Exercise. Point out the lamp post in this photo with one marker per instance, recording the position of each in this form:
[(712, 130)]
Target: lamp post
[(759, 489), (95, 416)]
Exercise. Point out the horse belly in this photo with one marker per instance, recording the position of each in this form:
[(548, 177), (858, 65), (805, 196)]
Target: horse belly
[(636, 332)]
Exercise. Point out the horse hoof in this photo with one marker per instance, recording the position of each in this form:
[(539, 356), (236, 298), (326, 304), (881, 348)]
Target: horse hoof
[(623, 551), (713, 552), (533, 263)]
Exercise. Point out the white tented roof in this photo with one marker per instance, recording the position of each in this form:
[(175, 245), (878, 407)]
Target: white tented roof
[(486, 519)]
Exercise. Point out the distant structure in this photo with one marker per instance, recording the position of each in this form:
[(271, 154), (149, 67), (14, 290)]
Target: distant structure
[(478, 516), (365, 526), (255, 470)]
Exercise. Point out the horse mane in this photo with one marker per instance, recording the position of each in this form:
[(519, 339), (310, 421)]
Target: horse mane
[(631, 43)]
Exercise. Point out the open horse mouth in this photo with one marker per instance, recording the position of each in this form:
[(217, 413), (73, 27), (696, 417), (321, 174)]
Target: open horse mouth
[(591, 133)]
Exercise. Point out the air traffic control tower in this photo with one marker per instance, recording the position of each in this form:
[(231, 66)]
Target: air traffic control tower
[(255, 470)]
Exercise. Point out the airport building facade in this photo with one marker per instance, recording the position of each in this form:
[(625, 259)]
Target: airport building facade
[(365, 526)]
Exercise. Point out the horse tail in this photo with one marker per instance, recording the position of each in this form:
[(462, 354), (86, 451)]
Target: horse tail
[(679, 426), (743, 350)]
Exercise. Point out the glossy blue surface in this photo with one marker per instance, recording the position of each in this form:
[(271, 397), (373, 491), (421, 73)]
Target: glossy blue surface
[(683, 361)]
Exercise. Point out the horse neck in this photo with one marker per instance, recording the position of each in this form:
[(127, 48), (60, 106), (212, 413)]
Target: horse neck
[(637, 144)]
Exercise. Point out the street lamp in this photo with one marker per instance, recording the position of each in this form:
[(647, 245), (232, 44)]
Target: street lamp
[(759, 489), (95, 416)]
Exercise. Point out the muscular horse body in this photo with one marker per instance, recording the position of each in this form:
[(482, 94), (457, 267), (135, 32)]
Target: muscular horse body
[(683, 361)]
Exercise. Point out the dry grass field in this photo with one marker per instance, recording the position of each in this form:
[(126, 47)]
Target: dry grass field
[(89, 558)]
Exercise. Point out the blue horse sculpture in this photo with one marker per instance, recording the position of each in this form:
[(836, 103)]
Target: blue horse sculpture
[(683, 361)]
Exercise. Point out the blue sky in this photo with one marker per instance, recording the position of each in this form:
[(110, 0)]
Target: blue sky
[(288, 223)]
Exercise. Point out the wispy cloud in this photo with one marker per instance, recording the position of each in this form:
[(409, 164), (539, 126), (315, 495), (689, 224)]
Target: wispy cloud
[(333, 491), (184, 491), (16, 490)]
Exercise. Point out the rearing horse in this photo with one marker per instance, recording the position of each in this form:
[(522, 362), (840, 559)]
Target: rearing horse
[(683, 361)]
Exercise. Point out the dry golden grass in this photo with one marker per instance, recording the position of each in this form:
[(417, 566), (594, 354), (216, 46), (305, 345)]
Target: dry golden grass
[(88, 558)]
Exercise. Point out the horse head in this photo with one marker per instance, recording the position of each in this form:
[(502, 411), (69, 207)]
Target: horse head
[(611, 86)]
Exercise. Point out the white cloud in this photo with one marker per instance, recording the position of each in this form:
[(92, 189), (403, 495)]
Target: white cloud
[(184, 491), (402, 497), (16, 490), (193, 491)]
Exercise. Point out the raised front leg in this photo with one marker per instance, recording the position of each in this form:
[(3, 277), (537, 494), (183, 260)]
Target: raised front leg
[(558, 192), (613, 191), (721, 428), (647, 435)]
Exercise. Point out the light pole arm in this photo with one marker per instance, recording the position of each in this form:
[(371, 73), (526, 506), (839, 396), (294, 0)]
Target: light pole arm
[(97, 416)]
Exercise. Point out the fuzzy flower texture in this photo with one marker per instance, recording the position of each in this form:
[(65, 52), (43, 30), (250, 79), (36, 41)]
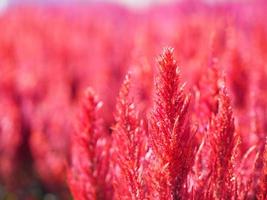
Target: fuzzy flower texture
[(160, 155), (106, 103)]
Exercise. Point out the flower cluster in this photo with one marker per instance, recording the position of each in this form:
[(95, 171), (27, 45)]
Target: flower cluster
[(190, 126)]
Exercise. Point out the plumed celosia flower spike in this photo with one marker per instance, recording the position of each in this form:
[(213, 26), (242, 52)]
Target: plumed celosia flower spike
[(170, 133), (262, 186), (130, 146), (86, 179), (223, 142)]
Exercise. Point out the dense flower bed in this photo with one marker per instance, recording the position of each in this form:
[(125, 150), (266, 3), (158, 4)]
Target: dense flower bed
[(92, 102)]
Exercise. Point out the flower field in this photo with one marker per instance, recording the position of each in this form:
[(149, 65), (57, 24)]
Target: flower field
[(103, 102)]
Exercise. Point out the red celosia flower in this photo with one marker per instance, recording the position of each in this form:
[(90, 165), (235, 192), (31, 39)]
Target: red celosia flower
[(170, 134), (89, 153), (129, 140), (223, 144)]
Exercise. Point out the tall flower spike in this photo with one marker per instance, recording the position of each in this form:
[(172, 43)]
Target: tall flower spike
[(224, 142), (85, 179), (170, 136), (130, 147)]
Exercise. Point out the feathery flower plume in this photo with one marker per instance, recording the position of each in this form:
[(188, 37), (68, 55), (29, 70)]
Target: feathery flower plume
[(130, 146), (170, 135), (223, 142), (89, 153)]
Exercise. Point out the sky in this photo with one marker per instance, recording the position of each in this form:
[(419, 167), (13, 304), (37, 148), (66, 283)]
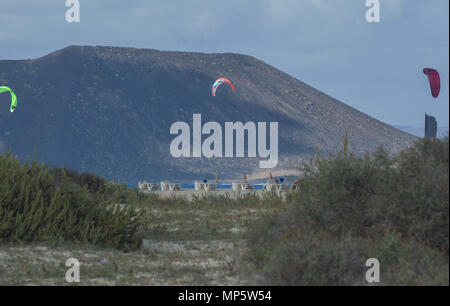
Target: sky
[(328, 44)]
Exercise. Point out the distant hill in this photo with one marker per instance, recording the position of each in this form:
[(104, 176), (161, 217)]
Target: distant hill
[(419, 131), (108, 110)]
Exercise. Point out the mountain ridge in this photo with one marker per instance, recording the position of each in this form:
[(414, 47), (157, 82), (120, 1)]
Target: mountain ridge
[(108, 110)]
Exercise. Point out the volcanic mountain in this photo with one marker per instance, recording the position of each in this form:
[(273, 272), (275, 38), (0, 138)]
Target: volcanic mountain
[(109, 110)]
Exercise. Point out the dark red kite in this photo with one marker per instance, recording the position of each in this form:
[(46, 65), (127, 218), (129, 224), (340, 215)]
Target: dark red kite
[(435, 81)]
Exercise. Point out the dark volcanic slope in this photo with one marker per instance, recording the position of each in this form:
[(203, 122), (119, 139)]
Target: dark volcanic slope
[(108, 110)]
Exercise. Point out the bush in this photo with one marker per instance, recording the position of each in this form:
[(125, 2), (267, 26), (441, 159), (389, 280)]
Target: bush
[(353, 208), (38, 203)]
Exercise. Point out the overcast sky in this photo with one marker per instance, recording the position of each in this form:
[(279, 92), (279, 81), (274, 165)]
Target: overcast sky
[(374, 67)]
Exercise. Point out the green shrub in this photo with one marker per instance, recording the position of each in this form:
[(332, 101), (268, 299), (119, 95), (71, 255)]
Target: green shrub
[(349, 209), (42, 204)]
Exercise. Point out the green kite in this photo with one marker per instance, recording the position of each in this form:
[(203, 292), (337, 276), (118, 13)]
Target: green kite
[(13, 97)]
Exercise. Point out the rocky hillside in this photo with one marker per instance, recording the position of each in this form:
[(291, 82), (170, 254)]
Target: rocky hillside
[(108, 110)]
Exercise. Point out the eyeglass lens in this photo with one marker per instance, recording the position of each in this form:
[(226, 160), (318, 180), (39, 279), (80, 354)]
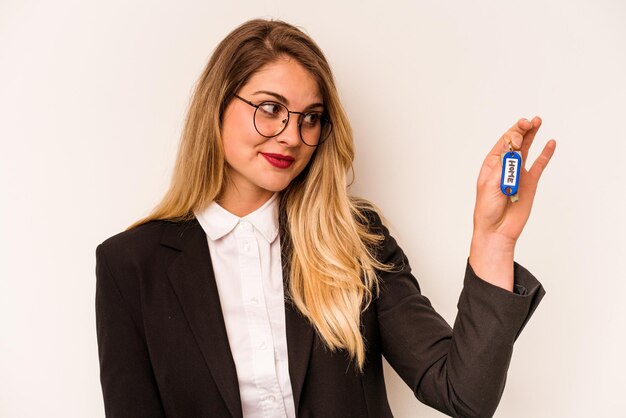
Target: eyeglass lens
[(271, 118)]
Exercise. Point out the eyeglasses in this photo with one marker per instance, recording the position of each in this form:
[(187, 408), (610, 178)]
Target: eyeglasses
[(271, 118)]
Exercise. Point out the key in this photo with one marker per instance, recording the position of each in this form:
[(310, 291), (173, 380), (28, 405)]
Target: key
[(511, 167)]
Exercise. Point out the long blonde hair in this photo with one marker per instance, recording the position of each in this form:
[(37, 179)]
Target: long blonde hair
[(332, 266)]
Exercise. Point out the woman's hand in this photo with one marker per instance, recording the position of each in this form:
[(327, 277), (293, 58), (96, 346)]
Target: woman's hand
[(498, 222)]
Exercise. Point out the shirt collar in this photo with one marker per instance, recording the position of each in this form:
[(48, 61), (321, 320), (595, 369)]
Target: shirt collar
[(217, 221)]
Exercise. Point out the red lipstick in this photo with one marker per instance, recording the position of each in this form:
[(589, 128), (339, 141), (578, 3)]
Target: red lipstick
[(278, 160)]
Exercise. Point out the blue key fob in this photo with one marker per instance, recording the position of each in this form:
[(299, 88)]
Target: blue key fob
[(511, 166)]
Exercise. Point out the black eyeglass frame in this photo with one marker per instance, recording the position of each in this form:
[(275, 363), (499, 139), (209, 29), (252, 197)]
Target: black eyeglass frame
[(324, 119)]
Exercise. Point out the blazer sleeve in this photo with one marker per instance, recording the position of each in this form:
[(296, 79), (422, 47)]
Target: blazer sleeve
[(461, 371), (126, 375)]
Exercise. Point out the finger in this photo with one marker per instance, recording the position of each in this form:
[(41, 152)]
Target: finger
[(529, 137), (515, 134), (542, 161)]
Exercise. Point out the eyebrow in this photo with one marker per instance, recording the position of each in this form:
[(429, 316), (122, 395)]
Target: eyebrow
[(284, 100)]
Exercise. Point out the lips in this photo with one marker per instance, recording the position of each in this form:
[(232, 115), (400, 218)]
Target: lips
[(278, 160)]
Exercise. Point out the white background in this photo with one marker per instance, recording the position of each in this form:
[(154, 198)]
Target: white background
[(92, 100)]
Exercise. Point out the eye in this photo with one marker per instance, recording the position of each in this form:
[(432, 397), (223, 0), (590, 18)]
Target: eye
[(270, 109), (312, 118)]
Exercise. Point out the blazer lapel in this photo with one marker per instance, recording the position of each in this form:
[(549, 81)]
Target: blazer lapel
[(192, 277)]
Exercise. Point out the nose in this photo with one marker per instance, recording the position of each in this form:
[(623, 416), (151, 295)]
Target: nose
[(290, 136)]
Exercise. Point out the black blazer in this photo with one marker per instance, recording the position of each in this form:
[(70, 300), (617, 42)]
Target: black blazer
[(164, 350)]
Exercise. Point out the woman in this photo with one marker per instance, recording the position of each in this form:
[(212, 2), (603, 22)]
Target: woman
[(259, 288)]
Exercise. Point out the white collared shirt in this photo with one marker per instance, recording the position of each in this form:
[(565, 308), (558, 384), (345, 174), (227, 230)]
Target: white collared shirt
[(245, 253)]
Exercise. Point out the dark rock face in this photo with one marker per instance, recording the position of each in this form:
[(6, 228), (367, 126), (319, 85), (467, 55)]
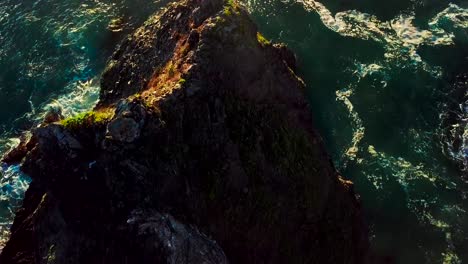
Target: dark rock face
[(210, 139)]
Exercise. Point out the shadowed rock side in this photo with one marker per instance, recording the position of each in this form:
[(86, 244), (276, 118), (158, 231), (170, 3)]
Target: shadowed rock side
[(202, 134)]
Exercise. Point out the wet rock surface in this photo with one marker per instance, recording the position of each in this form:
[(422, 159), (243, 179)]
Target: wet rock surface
[(210, 139)]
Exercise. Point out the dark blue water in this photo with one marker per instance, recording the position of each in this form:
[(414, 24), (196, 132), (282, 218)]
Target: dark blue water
[(380, 82), (51, 55)]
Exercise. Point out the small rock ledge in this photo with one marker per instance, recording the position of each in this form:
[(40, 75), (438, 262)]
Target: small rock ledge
[(201, 150)]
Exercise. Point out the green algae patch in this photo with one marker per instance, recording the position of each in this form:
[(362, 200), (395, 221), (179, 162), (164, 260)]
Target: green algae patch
[(87, 119), (262, 40)]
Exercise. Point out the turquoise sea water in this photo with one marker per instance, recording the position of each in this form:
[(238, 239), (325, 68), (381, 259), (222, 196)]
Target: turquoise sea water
[(379, 77)]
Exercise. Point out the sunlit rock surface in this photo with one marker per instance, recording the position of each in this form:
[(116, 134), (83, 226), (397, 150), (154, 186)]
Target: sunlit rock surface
[(202, 126)]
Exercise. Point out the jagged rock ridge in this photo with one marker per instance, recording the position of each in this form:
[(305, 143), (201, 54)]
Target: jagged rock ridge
[(202, 134)]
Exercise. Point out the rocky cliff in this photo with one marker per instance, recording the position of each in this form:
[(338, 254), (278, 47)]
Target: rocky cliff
[(201, 150)]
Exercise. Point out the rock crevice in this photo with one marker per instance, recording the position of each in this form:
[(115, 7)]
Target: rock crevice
[(202, 134)]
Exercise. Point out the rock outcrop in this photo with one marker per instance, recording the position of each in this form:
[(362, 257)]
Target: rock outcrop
[(202, 134)]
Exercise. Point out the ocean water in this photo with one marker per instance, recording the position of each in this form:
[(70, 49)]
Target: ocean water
[(380, 82)]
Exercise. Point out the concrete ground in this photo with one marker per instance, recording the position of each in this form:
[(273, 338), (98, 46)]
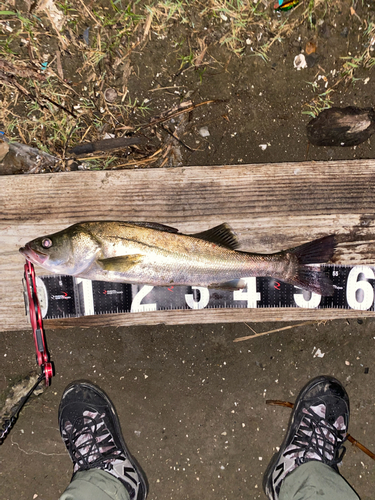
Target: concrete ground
[(192, 403)]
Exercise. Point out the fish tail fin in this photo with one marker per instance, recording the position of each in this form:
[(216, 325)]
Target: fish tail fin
[(314, 252)]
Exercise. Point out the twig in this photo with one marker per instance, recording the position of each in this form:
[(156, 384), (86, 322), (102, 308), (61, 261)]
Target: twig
[(177, 113), (287, 404), (239, 339)]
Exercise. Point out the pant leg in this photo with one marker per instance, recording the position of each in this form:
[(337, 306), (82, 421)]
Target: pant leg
[(95, 484), (316, 481)]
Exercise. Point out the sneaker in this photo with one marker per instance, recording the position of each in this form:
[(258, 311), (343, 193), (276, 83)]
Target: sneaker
[(317, 430), (91, 431)]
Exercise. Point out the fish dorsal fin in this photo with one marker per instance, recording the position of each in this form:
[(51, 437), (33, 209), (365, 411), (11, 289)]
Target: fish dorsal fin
[(155, 225), (222, 235), (120, 264)]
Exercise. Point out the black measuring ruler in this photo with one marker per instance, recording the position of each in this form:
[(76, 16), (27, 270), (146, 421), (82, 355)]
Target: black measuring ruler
[(66, 296)]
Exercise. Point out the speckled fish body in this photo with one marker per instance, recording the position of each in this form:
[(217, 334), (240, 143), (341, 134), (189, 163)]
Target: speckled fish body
[(159, 255)]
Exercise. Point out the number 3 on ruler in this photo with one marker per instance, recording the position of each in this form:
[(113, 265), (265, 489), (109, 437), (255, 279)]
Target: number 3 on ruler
[(359, 292)]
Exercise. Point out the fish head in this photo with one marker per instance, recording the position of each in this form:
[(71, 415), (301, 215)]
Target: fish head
[(70, 251)]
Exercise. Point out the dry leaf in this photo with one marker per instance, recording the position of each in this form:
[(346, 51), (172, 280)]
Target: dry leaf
[(310, 48)]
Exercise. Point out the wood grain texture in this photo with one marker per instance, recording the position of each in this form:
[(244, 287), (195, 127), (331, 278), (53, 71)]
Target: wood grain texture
[(271, 207)]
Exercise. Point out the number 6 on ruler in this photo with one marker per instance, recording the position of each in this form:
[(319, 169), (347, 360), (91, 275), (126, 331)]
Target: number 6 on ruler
[(359, 292)]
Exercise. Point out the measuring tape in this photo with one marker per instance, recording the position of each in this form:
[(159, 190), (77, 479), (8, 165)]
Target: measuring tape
[(62, 296)]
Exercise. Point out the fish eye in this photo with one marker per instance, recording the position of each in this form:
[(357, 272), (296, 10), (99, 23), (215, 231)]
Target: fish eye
[(46, 243)]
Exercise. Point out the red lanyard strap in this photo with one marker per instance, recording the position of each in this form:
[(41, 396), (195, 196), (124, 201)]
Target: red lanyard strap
[(42, 355)]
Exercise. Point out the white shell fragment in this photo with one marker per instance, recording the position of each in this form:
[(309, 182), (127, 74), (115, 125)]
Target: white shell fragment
[(203, 131), (300, 62)]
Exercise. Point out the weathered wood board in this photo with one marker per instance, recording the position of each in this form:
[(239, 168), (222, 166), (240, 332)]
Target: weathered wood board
[(270, 206)]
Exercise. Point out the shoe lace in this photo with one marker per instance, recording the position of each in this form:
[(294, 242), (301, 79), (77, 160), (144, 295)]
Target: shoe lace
[(90, 443), (316, 436)]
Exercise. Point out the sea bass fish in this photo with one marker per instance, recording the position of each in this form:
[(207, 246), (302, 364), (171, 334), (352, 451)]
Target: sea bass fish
[(154, 254)]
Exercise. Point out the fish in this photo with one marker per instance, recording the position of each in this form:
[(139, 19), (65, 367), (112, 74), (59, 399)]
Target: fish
[(159, 255)]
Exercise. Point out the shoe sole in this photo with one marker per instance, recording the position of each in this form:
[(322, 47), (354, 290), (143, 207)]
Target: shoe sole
[(301, 396), (102, 394)]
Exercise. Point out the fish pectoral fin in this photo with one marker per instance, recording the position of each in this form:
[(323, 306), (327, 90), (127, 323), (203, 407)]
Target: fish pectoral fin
[(229, 285), (222, 235), (120, 264)]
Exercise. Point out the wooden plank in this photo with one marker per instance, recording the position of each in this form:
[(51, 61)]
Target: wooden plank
[(270, 206)]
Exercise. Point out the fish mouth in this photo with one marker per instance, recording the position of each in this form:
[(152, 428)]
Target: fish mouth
[(33, 255)]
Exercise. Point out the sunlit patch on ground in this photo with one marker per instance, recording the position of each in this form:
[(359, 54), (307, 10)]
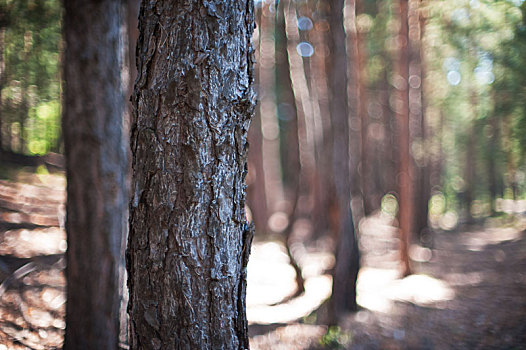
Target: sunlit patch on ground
[(271, 280), (379, 288)]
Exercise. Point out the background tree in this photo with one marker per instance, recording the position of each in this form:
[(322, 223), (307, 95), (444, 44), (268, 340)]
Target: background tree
[(96, 165), (189, 240)]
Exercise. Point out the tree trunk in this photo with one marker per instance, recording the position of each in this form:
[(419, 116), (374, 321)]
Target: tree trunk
[(347, 254), (405, 174), (2, 74), (96, 163), (189, 240)]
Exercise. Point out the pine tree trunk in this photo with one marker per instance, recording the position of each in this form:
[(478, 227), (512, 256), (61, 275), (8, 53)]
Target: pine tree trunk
[(406, 182), (189, 240), (347, 254), (96, 164)]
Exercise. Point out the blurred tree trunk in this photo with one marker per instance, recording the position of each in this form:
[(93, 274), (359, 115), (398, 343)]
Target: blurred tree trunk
[(343, 297), (354, 122), (493, 153), (256, 195), (2, 74), (422, 152), (359, 50), (189, 240), (96, 164), (405, 173)]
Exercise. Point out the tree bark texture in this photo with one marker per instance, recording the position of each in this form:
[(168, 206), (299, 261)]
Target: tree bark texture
[(347, 254), (96, 164), (189, 240)]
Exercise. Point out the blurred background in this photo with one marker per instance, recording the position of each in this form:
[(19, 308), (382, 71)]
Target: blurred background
[(410, 113)]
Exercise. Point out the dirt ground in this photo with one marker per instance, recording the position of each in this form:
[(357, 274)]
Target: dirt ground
[(468, 290)]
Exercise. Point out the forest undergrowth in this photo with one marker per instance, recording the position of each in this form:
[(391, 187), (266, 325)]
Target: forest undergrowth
[(468, 290)]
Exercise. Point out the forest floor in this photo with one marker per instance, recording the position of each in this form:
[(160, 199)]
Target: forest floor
[(468, 290)]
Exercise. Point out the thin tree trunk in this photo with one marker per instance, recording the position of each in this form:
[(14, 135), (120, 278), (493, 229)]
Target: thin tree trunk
[(96, 163), (355, 130), (293, 159), (2, 74), (343, 297), (256, 195), (189, 240), (417, 110), (269, 123), (405, 174)]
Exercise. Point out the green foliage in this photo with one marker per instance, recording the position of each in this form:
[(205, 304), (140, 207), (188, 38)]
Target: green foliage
[(30, 90), (475, 65)]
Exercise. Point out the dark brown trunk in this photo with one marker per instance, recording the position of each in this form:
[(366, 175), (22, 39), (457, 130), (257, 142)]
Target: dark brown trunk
[(256, 195), (405, 174), (417, 111), (347, 255), (189, 240), (292, 161), (493, 153), (96, 163), (353, 105), (2, 73)]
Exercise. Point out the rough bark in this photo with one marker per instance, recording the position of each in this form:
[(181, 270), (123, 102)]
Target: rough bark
[(405, 175), (347, 255), (96, 163), (189, 240)]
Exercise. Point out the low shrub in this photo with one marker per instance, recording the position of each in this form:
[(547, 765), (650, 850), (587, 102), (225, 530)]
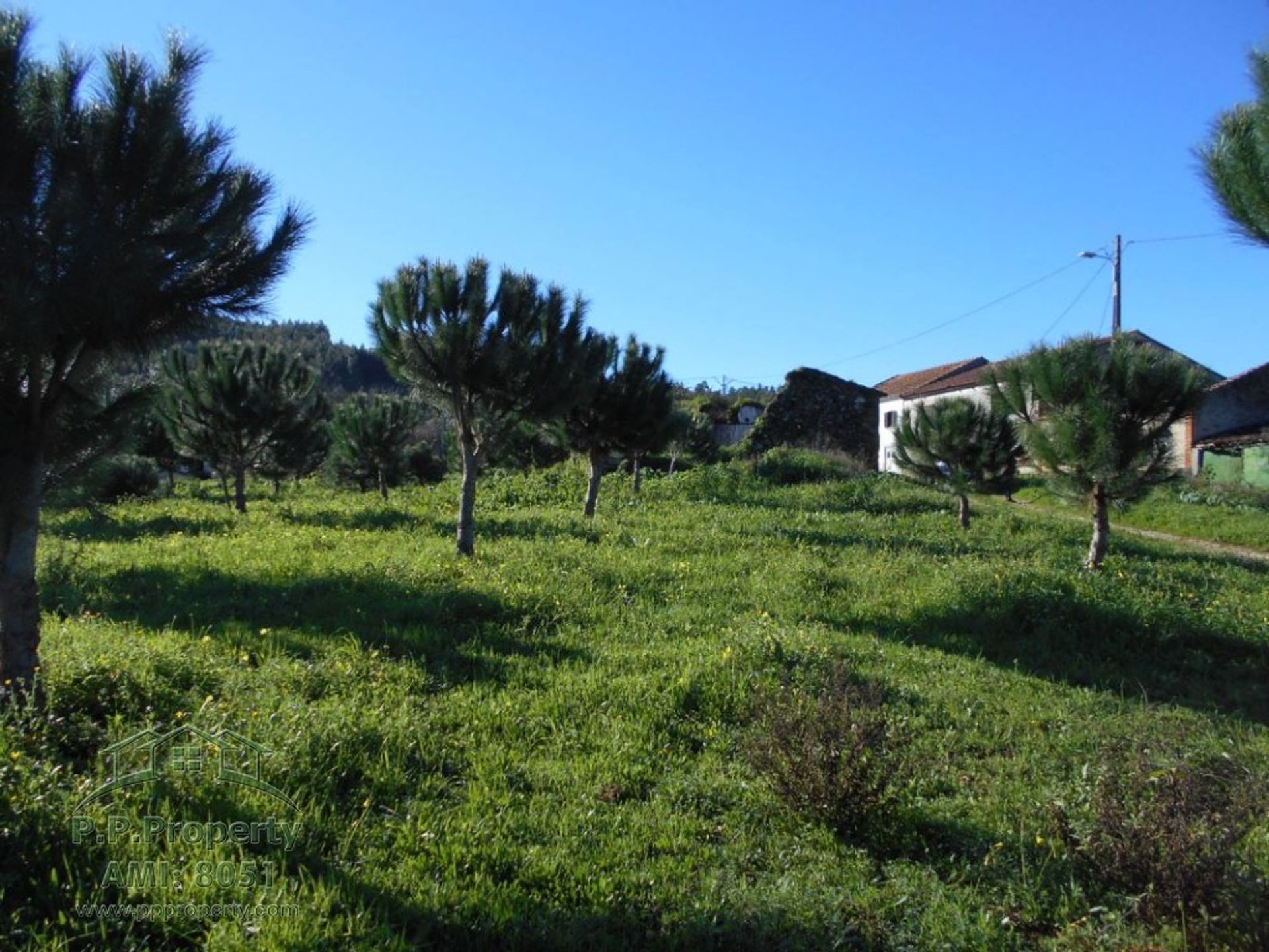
· · · ·
▶ Directions for this task
Rewrite the items from the line containing "Exercise. Point out the white cloud" down to the line containing "[(190, 126)]", replacing "marker" with "pin" and changing nothing else. Leave the pictures out of your answer.

▶ Result
Exercise. Point out the white cloud in this photo with one pin per instance, recording the position of each in this form:
[(92, 189), (403, 495)]
Target: white cloud
[(184, 491), (402, 497), (16, 490), (193, 491)]
Exercise. Point out the raised front leg in this photo with one pin per instance, recording the position of each in this form:
[(3, 277), (537, 494), (183, 260)]
Target: raised front leg
[(558, 192), (613, 191), (721, 428), (647, 435)]
Exercise. Point out the light pole arm in this photo with one pin per instance, recording the position of each in this form:
[(371, 73), (526, 506), (839, 396), (294, 0)]
Target: light pole arm
[(97, 416)]
Exercise. Point out the fuzzy flower texture in this photo with one pin per instance, recording the position of each in this form:
[(65, 52), (43, 30), (250, 79), (36, 41)]
Target: fuzzy flower texture
[(160, 155), (106, 103)]
Exercise. Point out the flower cluster in this photo with one pin per instance, recording the position of each in this form:
[(95, 171), (27, 45)]
Target: flower cluster
[(190, 126)]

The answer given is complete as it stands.